> _EXERCISE REQUIREMENTS_
Reproduce the forum thread on diet versus training from "Losing bodyfat then" to "was no fun.", replacing "bodyfat" with "body fat".

> _PROVIDED PASSAGE_
* * *
I'm never gonna be mega ripped but i just wanted a bit more muscle and by monitoring what i eat it has definitely helped. If i had just carried on training without paying any attention to diet i don't think i'd have made much progress at all.


----------



## tint2000 (Nov 21, 2009)

its abit of both to be honest, if you eat whatever u want and still train nothing is going to happen diet is actually really important. but ill go with 50/50


----------



## Andrikos (Sep 10, 2008)

Diet is a bit easier in terms it can be fixed in a week , learning how to train takes years


----------



## PHHead (Aug 20, 2008)

I have said diet as for me personally I have always had a high level of fitness and have always been weight lifting pretty much since I was 15 but in all that time it has only been the last few years that I've actually started making real gains and its just simply because I have sorted my diet.............I also think that keeping a good clean diet is alot harder than actually working out too, alot harder lol!


----------



## T_Woody (Jul 16, 2008)

To me this seems daft.. depends on context.. you couldnt get big/muscular without oing to the gym fact, you will not get BIG without a good diet fact. You could go to the gym and have a **** diet but still put on some size


----------



## RyanClarke (May 7, 2009)

T_Woody said:


> To me this seems daft.. depends on context.. you couldnt get big/muscular without oing to the gym fact, you will not get BIG without a good diet fact. You could go to the gym and have a **** diet but still put on some size


My step dad worked down the mine, and had a great diet. And was probably more muscular then me. Their are ways of becoming muscular without going to the gym IMO


----------



## corbuk (Jan 18, 2008)

Training.


----------



## martin brown (Dec 31, 2008)

Depends on context.

If you want big muscles then training is most important so long as basic protein and calorie requirements are met. Nothing more complicted to growing.

Losing bodyfat then diet has a major part.

Getting stronger / faster is all training and little diet.


----------



## glenn (Jan 20, 2008)

i have managed to get to a reasonable standard of muscularity on a really crap diet . i used to force myself to do the 6 meals plus shakes a day but i could not keep it up , i got to the stage of gagging so it was no fun.

for the last 9 months its been really bad ,, i,e morning 4 whole eggs with 100g of oats 2 scoops of protien(45g) ,,,, next pasta with beef/pork ,, next chicken and potatoes,, then train, then 50g oats and 30g protein,, then maybe some fruit before bed.

i dont need anyone to tell me how much this diet sucks, i'm such a fussy git i cant help it and i feel full all the time.

i have tried pills for metabolism , injecting b12 , even cardio did not seem to do much.

i have been training for 3 years solid, and have put on 2 1/2 stone and have 17 1/2 inch arms, some people think i'm big .

i get very jealous of the lists of diets some people manage to eat and i will force myself it improve on my next cycle in mid january.


----------



## Big Dawg (Feb 24, 2008)

It's such a retarded question and it's brought up all the time in the bbing industry. As Dorian said, diet 100%, training 100%, rest 100%


----------



## B-GJOE (May 7, 2009)

The question was 'whats more important diet or training?' but many seem to have answered the question 'do you need both diet and training to maximise results' which of course gives a resounding 'yes'

To answer the question in pure form then it has to be training. As training on a poor diet gives results, but no training on a well balanced healthy diet will not.


----------



## B-GJOE (May 7, 2009)
* * *
> _DATA_
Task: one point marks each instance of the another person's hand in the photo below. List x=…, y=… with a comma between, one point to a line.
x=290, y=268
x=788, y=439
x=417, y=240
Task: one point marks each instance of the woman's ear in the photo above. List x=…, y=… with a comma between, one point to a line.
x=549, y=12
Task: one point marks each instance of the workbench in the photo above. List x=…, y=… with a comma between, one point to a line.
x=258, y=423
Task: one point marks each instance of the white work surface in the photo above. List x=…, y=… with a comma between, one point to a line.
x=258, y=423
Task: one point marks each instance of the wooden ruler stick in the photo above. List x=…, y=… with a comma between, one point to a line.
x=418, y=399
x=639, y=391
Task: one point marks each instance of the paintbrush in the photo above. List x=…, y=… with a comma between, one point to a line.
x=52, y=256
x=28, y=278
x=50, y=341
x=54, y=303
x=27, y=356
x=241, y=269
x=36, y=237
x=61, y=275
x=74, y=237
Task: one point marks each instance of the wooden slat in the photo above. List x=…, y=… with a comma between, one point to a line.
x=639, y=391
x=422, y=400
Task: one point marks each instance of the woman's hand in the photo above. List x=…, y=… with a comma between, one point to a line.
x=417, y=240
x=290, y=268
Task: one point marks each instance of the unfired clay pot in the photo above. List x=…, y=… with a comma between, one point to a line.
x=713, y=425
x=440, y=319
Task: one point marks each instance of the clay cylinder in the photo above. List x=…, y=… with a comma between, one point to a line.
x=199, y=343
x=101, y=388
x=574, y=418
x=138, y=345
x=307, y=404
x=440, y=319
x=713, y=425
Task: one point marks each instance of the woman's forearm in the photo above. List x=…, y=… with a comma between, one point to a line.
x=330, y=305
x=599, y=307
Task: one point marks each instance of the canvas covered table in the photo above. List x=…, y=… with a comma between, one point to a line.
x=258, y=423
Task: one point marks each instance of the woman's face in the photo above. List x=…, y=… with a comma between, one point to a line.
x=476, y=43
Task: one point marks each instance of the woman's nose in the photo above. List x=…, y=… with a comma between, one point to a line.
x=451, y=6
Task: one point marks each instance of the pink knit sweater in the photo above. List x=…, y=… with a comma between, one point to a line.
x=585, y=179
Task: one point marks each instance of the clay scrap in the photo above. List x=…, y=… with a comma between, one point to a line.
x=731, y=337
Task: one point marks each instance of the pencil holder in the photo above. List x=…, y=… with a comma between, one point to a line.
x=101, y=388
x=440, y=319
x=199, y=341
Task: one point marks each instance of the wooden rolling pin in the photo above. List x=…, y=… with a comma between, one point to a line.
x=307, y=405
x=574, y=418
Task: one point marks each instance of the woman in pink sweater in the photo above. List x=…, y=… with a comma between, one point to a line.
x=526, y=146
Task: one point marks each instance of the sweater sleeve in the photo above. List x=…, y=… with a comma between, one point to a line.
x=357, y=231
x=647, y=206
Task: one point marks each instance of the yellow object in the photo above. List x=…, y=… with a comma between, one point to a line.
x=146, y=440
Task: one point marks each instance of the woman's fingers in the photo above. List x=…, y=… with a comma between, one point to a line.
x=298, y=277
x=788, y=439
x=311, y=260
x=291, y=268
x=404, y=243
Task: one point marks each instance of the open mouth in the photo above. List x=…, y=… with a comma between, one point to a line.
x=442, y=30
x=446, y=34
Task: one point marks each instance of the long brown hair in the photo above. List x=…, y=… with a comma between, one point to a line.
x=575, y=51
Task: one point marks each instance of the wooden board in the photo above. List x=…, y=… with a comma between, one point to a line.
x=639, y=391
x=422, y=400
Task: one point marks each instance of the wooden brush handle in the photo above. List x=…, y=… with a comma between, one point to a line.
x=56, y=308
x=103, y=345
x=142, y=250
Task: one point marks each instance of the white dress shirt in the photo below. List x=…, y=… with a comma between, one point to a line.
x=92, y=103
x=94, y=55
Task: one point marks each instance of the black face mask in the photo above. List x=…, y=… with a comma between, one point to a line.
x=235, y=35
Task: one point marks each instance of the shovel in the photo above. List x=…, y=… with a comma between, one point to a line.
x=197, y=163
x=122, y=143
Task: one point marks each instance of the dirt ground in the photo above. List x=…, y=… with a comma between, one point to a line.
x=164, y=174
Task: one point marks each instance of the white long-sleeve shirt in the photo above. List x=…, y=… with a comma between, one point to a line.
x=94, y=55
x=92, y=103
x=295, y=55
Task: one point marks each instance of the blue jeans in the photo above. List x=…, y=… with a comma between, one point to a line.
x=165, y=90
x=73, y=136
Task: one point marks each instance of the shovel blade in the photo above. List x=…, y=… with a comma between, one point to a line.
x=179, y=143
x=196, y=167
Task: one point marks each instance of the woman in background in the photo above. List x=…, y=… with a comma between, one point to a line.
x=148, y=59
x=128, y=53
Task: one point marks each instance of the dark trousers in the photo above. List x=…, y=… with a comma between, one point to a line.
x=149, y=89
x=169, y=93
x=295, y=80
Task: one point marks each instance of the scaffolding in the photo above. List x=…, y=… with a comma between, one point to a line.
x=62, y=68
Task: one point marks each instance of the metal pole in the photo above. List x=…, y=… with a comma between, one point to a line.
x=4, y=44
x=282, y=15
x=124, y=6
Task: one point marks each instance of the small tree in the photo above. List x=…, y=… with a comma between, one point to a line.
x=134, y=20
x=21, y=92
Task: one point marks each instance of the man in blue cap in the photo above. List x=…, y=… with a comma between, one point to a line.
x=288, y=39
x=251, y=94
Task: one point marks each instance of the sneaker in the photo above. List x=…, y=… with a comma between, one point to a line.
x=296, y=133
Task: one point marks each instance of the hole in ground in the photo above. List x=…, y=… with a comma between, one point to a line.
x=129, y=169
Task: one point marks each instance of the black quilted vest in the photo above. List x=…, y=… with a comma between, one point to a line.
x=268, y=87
* * *
> _ANSWER SPACE_
Losing body fat then diet has a major part.

Getting stronger / faster is all training and little diet.


----------



## glenn (Jan 20, 2008)

i have managed to get to a reasonable standard of muscularity on a really crap diet . i used to force myself to do the 6 meals plus shakes a day but i could not keep it up , i got to the stage of gagging so it was no fun.